**What is required:** Read the data and repeat all of it exactly.

+===+

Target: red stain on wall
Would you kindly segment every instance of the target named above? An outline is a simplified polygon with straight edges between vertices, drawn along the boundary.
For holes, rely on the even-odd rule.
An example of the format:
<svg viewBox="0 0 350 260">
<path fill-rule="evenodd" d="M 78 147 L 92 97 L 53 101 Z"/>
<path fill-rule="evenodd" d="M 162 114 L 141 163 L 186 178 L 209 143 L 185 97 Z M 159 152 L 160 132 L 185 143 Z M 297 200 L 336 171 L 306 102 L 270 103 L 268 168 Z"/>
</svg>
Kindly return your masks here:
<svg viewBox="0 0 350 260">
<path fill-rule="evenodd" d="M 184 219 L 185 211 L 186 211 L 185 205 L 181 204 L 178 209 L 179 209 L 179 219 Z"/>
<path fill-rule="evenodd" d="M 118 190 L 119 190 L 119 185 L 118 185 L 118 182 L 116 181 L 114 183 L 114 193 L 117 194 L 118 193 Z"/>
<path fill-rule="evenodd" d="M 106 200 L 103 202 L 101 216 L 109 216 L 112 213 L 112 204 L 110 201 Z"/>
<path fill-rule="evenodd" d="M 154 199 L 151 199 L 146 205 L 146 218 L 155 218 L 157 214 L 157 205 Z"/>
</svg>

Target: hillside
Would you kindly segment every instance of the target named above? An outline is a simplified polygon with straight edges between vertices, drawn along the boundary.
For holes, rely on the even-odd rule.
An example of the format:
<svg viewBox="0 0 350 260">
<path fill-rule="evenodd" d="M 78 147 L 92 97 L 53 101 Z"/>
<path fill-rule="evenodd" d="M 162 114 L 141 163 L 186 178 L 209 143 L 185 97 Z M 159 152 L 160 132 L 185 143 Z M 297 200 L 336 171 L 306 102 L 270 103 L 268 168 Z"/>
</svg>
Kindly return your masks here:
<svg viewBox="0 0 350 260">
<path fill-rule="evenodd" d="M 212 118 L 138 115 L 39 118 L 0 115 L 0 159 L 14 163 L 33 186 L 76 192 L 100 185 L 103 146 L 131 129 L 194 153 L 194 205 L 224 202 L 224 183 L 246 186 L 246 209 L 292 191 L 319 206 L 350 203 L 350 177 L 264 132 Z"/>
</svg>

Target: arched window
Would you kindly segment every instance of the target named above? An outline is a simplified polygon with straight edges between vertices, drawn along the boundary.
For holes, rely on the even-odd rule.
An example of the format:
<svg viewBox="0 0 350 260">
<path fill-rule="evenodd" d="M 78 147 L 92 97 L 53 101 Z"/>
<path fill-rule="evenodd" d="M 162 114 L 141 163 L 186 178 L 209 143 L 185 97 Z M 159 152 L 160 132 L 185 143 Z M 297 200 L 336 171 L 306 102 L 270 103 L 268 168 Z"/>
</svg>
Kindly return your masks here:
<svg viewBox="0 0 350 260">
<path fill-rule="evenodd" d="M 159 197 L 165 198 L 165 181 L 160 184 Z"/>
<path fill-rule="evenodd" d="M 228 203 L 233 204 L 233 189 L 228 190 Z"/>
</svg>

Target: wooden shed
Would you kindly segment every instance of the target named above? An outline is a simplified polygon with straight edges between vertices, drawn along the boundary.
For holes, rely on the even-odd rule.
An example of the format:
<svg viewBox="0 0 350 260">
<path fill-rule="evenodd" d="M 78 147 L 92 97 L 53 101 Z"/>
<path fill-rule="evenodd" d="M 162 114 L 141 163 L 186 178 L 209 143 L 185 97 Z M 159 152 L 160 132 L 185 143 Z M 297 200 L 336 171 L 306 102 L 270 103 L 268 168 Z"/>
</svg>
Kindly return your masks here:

+===+

**Response to the task:**
Target: red stain on wall
Would you kindly segment every instance of the target named above? An outline is a simplified polygon with straight edges between vertices, drawn along the boundary.
For holes, rely on the even-odd rule.
An example of the format:
<svg viewBox="0 0 350 260">
<path fill-rule="evenodd" d="M 78 147 L 92 97 L 53 101 Z"/>
<path fill-rule="evenodd" d="M 162 114 L 141 163 L 186 178 L 209 143 L 185 97 Z M 159 152 L 160 132 L 185 143 Z M 297 200 L 336 171 L 306 102 L 270 103 L 268 168 Z"/>
</svg>
Kindly return your masks here:
<svg viewBox="0 0 350 260">
<path fill-rule="evenodd" d="M 184 219 L 185 211 L 186 211 L 185 205 L 181 204 L 178 209 L 179 209 L 179 219 Z"/>
<path fill-rule="evenodd" d="M 118 190 L 119 190 L 119 185 L 118 185 L 118 182 L 116 181 L 114 183 L 114 193 L 117 194 L 118 193 Z"/>
<path fill-rule="evenodd" d="M 106 200 L 103 202 L 101 216 L 109 216 L 112 213 L 112 204 L 110 201 Z"/>
<path fill-rule="evenodd" d="M 154 199 L 151 199 L 146 205 L 146 218 L 155 218 L 157 214 L 157 205 Z"/>
</svg>

Target: hillside
Would you kindly segment every instance of the target named above? An outline is a simplified polygon with straight edges between vertices, drawn along the boundary.
For holes, rely on the even-odd rule.
An example of the format:
<svg viewBox="0 0 350 260">
<path fill-rule="evenodd" d="M 78 147 L 92 97 L 53 101 Z"/>
<path fill-rule="evenodd" d="M 162 114 L 141 163 L 186 178 L 209 143 L 185 97 Z M 159 152 L 160 132 L 185 143 Z M 297 200 L 336 171 L 306 102 L 270 103 L 268 168 Z"/>
</svg>
Kindly return your masks here:
<svg viewBox="0 0 350 260">
<path fill-rule="evenodd" d="M 212 118 L 138 115 L 39 118 L 0 115 L 0 159 L 14 163 L 33 186 L 76 192 L 100 185 L 103 146 L 131 129 L 194 153 L 194 205 L 224 202 L 224 183 L 246 186 L 246 209 L 292 191 L 319 206 L 350 203 L 350 177 L 264 132 Z"/>
</svg>

Target: arched window
Would you kindly segment every instance of the target named above? An outline is a simplified polygon with straight edges between vertices, drawn along the boundary.
For holes, rely on the even-odd rule.
An example of the format:
<svg viewBox="0 0 350 260">
<path fill-rule="evenodd" d="M 78 147 L 92 97 L 53 101 Z"/>
<path fill-rule="evenodd" d="M 162 114 L 141 163 L 186 178 L 209 143 L 185 97 Z M 159 152 L 160 132 L 185 143 Z M 297 200 L 336 171 L 306 102 L 270 103 L 268 168 Z"/>
</svg>
Kindly return your masks here:
<svg viewBox="0 0 350 260">
<path fill-rule="evenodd" d="M 159 197 L 165 198 L 165 181 L 160 184 Z"/>
<path fill-rule="evenodd" d="M 228 203 L 233 204 L 233 189 L 228 190 Z"/>
</svg>

Target: wooden shed
Would you kindly segment every instance of the target named above? An outline is a simplified polygon with straight edges between vertices, drawn along the boundary.
For holes, rely on the even-odd rule.
An example of the format:
<svg viewBox="0 0 350 260">
<path fill-rule="evenodd" d="M 78 147 L 92 97 L 53 101 Z"/>
<path fill-rule="evenodd" d="M 162 114 L 141 163 L 186 178 L 209 143 L 185 97 Z M 159 152 L 160 132 L 185 143 Z M 297 200 L 336 171 L 306 102 L 270 103 L 268 168 Z"/>
</svg>
Kindly return your masks here:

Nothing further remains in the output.